Reproduce the data below in full and exclude every picture.
_ _ _ _ _
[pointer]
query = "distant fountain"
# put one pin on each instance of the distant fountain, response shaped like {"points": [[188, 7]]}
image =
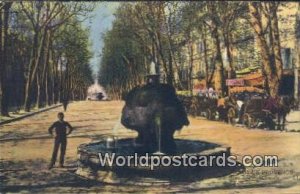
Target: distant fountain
{"points": [[155, 113]]}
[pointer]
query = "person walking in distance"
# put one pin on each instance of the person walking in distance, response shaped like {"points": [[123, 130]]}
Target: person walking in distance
{"points": [[60, 140], [65, 103]]}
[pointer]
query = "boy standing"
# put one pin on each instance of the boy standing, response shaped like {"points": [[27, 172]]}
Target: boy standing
{"points": [[61, 133]]}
_ _ _ _ _
▶ [Exercise response]
[pointer]
query = "distant fountain"
# put one pin on each instance of the distant fountain, response shaped like {"points": [[188, 7]]}
image =
Target: distant fountain
{"points": [[155, 113]]}
[pointer]
query = "person walking in distance"
# put one pin on each instance of the person walking in distance, response shaped like {"points": [[123, 130]]}
Target: person walking in distance
{"points": [[60, 140], [65, 103]]}
[pointer]
query = "boy standing"
# put one pin on each instance of the boy standing, response shaped like {"points": [[27, 172]]}
Target: boy standing
{"points": [[61, 133]]}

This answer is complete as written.